Exercise details
Render the rows below as a Markdown table with the columns Index and Text, numbering each line in sequence and omitting any blank lines.

= = = =

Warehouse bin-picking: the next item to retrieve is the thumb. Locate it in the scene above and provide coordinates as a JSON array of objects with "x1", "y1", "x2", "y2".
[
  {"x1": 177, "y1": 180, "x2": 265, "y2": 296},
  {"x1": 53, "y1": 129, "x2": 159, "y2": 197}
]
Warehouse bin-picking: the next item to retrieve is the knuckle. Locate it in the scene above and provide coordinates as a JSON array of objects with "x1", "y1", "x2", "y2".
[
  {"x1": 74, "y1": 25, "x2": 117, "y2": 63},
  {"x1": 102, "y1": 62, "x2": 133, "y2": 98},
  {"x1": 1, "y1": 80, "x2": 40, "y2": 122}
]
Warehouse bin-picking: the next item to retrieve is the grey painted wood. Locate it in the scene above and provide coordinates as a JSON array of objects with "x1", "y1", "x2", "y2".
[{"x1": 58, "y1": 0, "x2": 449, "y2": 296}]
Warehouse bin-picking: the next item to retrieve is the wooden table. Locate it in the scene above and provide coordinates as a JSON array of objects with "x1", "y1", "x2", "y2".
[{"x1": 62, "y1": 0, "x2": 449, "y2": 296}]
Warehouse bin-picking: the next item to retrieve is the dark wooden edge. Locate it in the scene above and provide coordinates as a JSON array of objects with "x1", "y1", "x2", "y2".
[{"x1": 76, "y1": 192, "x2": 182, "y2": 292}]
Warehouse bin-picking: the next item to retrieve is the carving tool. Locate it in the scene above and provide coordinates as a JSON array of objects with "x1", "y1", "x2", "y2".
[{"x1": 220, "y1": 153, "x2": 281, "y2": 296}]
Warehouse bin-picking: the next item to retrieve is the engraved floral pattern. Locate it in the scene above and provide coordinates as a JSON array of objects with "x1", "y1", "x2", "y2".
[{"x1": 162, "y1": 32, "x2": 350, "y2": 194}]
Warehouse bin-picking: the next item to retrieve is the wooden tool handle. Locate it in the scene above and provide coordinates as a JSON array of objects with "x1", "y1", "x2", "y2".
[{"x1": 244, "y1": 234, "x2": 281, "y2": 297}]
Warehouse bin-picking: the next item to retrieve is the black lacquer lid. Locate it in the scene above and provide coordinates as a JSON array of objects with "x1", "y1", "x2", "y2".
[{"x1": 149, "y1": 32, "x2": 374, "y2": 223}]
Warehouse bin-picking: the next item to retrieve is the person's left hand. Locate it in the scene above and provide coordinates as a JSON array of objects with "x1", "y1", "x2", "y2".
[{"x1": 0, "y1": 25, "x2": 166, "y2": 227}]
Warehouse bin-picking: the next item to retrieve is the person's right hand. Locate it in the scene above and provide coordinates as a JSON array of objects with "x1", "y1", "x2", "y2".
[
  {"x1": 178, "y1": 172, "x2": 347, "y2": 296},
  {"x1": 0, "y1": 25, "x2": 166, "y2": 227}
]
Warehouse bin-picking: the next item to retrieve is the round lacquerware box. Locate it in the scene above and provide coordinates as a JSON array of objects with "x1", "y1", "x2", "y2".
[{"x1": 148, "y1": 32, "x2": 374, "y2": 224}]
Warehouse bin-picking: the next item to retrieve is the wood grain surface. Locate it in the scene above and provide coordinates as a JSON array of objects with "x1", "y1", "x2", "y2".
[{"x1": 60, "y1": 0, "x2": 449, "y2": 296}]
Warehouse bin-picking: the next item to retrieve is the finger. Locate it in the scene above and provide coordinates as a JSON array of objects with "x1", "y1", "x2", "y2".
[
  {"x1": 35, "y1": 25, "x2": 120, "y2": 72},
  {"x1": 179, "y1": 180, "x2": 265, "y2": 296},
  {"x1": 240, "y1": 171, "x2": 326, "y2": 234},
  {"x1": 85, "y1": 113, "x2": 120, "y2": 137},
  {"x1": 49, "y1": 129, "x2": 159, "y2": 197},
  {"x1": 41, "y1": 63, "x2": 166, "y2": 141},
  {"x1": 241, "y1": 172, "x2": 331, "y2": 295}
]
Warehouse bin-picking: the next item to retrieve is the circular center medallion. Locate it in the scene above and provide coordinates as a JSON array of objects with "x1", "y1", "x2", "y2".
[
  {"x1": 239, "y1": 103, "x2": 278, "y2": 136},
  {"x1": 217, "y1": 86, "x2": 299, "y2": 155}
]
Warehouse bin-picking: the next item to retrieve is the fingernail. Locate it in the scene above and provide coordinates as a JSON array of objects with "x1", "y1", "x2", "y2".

= = = =

Exercise solution
| Index | Text |
|---|---|
| 1 | Warehouse bin-picking: the next item to retrieve is the thumb. Locate it in the scene above and provide coordinates as a JSON array of objects with "x1", "y1", "x2", "y2". |
| 2 | [ |
| 3 |   {"x1": 177, "y1": 180, "x2": 265, "y2": 296}, |
| 4 |   {"x1": 53, "y1": 129, "x2": 159, "y2": 197} |
| 5 | ] |
| 6 | Warehouse bin-picking: the next item to retrieve is the knuckle. Locate it in the scene above and provide coordinates as a JSON array of objects with "x1", "y1", "x2", "y2". |
| 7 | [ |
| 8 |   {"x1": 74, "y1": 25, "x2": 117, "y2": 63}, |
| 9 |   {"x1": 102, "y1": 62, "x2": 133, "y2": 98}, |
| 10 |   {"x1": 1, "y1": 80, "x2": 40, "y2": 122} |
| 11 | ] |
| 12 | Warehouse bin-picking: the next item to retrieve is the grey painted wood. Locate it in the scene above and provide coordinates as a JSON array of objects with "x1", "y1", "x2", "y2". |
| 13 | [{"x1": 58, "y1": 0, "x2": 449, "y2": 296}] |
| 14 | Warehouse bin-picking: the next item to retrieve is the wooden table. Locate it in the scene above and provide coordinates as a JSON array of objects with "x1", "y1", "x2", "y2". |
| 15 | [{"x1": 62, "y1": 0, "x2": 449, "y2": 296}] |
| 16 | Warehouse bin-picking: the next item to retrieve is the dark wooden edge. Locate it in the scene above and provide coordinates as a JSON array of objects with "x1", "y1", "x2", "y2". |
| 17 | [{"x1": 76, "y1": 192, "x2": 182, "y2": 292}] |
| 18 | Warehouse bin-picking: the next item to retrieve is the carving tool. Locate it in the scene above and provide coordinates as a JSON array of objects with "x1", "y1", "x2", "y2". |
| 19 | [{"x1": 220, "y1": 153, "x2": 281, "y2": 296}] |
| 20 | Warehouse bin-picking: the next item to retrieve is the engraved floral pattern. Locate it in the scene above and provide coordinates as a JSON array of objects with "x1", "y1", "x2", "y2". |
| 21 | [{"x1": 162, "y1": 32, "x2": 350, "y2": 194}] |
| 22 | Warehouse bin-picking: the next item to retrieve is the wooden tool handle. Locate it in the scene above and provide coordinates as a JSON array of objects with "x1", "y1", "x2", "y2". |
| 23 | [{"x1": 244, "y1": 234, "x2": 281, "y2": 297}] |
| 24 | Warehouse bin-picking: the next item to retrieve is the black lacquer lid. Locate it in the scene above and provide coordinates as a JSON array of objects with "x1", "y1", "x2", "y2". |
| 25 | [{"x1": 149, "y1": 32, "x2": 374, "y2": 223}] |
| 26 | Warehouse bin-picking: the next item to retrieve is the person's left hand. Locate it in the scene above and provide coordinates as a JSON array of objects with "x1", "y1", "x2", "y2". |
| 27 | [{"x1": 0, "y1": 25, "x2": 166, "y2": 227}] |
| 28 | Warehouse bin-picking: the next item to retrieve is the person's right hand. Locate it in the scene above and provide coordinates as a JSON array of objects with "x1", "y1", "x2", "y2". |
| 29 | [ |
| 30 |   {"x1": 178, "y1": 172, "x2": 347, "y2": 296}, |
| 31 |   {"x1": 0, "y1": 25, "x2": 166, "y2": 227} |
| 32 | ] |
| 33 | Warehouse bin-picking: the next item to retrieve is the round lacquerware box. Locate it in the scene above and provide coordinates as a JSON array of objects with "x1", "y1", "x2", "y2". |
| 34 | [{"x1": 148, "y1": 32, "x2": 374, "y2": 224}] |
| 35 | Warehouse bin-picking: the next item to retrieve is the wood grain surface. Locate it in the scene above and provide coordinates as a JSON array of objects with "x1", "y1", "x2", "y2". |
| 36 | [{"x1": 60, "y1": 0, "x2": 449, "y2": 296}] |
| 37 | Warehouse bin-picking: the next item to retrieve is the finger. Locate it in the scene above and provide coordinates as a JSON array of objects with "x1", "y1", "x2", "y2". |
| 38 | [ |
| 39 |   {"x1": 35, "y1": 25, "x2": 120, "y2": 72}, |
| 40 |   {"x1": 179, "y1": 180, "x2": 265, "y2": 296}, |
| 41 |   {"x1": 240, "y1": 171, "x2": 326, "y2": 234}, |
| 42 |   {"x1": 85, "y1": 113, "x2": 120, "y2": 137}, |
| 43 |   {"x1": 49, "y1": 129, "x2": 159, "y2": 197}, |
| 44 |   {"x1": 41, "y1": 63, "x2": 166, "y2": 141}, |
| 45 |   {"x1": 241, "y1": 172, "x2": 331, "y2": 295} |
| 46 | ] |
| 47 | Warehouse bin-picking: the next item to retrieve is the circular center medallion. Locate it in the scene above and provide coordinates as a JSON array of objects with "x1", "y1", "x2", "y2". |
| 48 | [ |
| 49 |   {"x1": 239, "y1": 103, "x2": 278, "y2": 136}, |
| 50 |   {"x1": 217, "y1": 86, "x2": 299, "y2": 155} |
| 51 | ] |
| 52 | Warehouse bin-picking: the next item to retrieve is the fingernail. Locate it in the scene above and provide coordinates as a JSON array of objects with "x1", "y1", "x2", "y2". |